The problem — Copy out the following text on the year 1018 in full, without any changes.

Selected text —

+===+

Year 1018 (MXVIII) was a common year starting on Wednesday of the Julian calendar.

== Events ==

=== By place ===

==== Europe ====
- January 30 - The Peace of Bautzen: Emperor Henry II signs a peace treaty with Bolesław I the Brave, Duke of Poland, ending the German–Polish War. Poland keeps Lusatia – the Holy Roman Empire keeps Bohemia. With this peace agreement, Bolesław redirects his forces on an offensive against the Kievan Rus'.
- July 22-23 - Battle of the River Bug: Polish forces under Bolesław I defeat Yaroslav the Wise near the River Bug. Yaroslav retreats to Novgorod, abandoning Kiev.
- July 29 - Battle of Vlaardingen: Henry II sends an army towards Holland to subdue the rebellious Count Dirk III. The Imperial forces are defeated near Vlaardingen.
- August 14 - Bolesław I accepts the surrender of Kiev by the Pechenegs. He reinstates Sviatopolk I as Grand Prince of Kiev.

+===+

Records —
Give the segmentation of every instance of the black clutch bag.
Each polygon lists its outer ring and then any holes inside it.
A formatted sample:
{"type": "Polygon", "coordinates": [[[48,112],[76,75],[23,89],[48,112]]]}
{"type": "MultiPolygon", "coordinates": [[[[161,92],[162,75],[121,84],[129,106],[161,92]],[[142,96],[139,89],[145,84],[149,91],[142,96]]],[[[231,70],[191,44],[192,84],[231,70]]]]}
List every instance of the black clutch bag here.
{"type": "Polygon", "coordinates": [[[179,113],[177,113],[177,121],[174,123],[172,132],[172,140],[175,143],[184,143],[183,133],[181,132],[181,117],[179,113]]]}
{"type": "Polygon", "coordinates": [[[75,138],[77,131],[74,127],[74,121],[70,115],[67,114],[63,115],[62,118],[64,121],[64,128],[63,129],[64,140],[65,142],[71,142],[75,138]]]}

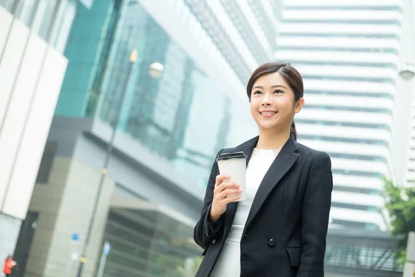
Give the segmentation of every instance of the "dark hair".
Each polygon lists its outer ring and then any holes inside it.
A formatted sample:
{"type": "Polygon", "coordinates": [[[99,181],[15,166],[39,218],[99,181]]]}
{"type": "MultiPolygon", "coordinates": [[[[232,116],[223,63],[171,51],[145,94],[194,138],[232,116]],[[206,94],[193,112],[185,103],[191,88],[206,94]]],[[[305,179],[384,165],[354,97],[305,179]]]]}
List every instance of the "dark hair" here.
{"type": "MultiPolygon", "coordinates": [[[[294,100],[297,102],[302,98],[304,94],[304,86],[302,78],[299,72],[295,69],[289,62],[268,62],[262,64],[258,67],[251,75],[248,85],[246,86],[246,93],[250,101],[251,91],[254,87],[254,83],[259,77],[263,75],[278,72],[288,84],[291,90],[294,92],[294,100]]],[[[291,122],[291,128],[290,134],[294,136],[297,141],[297,131],[295,130],[295,123],[294,119],[291,122]]]]}

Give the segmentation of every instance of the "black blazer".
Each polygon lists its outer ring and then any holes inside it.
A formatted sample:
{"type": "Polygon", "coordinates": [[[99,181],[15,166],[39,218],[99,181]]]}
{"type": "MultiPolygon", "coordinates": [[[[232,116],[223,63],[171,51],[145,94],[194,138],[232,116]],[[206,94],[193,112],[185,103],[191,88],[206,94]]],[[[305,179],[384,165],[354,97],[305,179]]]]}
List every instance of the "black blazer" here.
{"type": "MultiPolygon", "coordinates": [[[[258,138],[230,152],[243,151],[249,161],[258,138]]],[[[333,188],[331,168],[327,154],[297,143],[292,136],[288,139],[265,175],[249,213],[241,238],[241,277],[324,276],[333,188]]],[[[216,226],[209,222],[219,174],[214,162],[201,217],[194,228],[194,240],[205,249],[196,277],[210,275],[238,205],[229,204],[216,226]]]]}

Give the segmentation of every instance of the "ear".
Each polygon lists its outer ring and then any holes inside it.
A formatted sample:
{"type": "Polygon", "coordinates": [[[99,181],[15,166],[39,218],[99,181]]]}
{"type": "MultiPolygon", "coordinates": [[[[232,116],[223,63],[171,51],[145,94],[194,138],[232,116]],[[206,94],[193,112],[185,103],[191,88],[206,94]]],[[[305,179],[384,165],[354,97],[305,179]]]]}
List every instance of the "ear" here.
{"type": "Polygon", "coordinates": [[[294,112],[295,114],[299,112],[304,105],[304,98],[299,98],[298,101],[295,102],[295,107],[294,107],[294,112]]]}

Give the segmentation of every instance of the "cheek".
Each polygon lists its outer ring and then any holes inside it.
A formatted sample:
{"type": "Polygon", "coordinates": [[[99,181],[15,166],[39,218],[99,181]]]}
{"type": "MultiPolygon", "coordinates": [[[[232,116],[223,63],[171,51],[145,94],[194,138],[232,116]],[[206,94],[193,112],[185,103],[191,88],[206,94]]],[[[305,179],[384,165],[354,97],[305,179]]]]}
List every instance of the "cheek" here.
{"type": "Polygon", "coordinates": [[[256,101],[255,100],[251,99],[250,102],[250,111],[251,111],[251,114],[252,114],[252,115],[254,114],[254,113],[257,113],[258,111],[258,101],[256,101]]]}
{"type": "Polygon", "coordinates": [[[278,105],[279,111],[284,114],[290,114],[294,111],[294,109],[295,108],[295,106],[294,105],[293,101],[290,99],[288,99],[288,98],[285,97],[284,98],[282,98],[281,99],[279,99],[278,101],[278,104],[277,105],[278,105]]]}

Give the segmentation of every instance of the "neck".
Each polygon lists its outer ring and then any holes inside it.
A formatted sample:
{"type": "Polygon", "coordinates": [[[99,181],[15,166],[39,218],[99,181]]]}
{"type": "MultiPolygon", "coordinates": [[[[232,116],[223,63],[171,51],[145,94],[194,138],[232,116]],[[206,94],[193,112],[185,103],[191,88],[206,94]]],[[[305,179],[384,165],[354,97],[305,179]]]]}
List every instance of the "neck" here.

+===+

Result of this task —
Year 1018 (MXVIII) was a common year starting on Wednesday of the Julian calendar.

== Events ==

=== By place ===

==== Europe ====
- January 30 - The Peace of Bautzen: Emperor Henry II signs a peace treaty with Bolesław I the Brave, Duke of Poland, ending the German–Polish War. Poland keeps Lusatia – the Holy Roman Empire keeps Bohemia. With this peace agreement, Bolesław redirects his forces on an offensive against the Kievan Rus'.
- July 22-23 - Battle of the River Bug: Polish forces under Bolesław I defeat Yaroslav the Wise near the River Bug. Yaroslav retreats to Novgorod, abandoning Kiev.
- July 29 - Battle of Vlaardingen: Henry II sends an army towards Holland to subdue the rebellious Count Dirk III. The Imperial forces are defeated near Vlaardingen.
- August 14 - Bolesław I accepts the surrender of Kiev by the Pechenegs. He reinstates Sviatopolk I as Grand Prince of Kiev.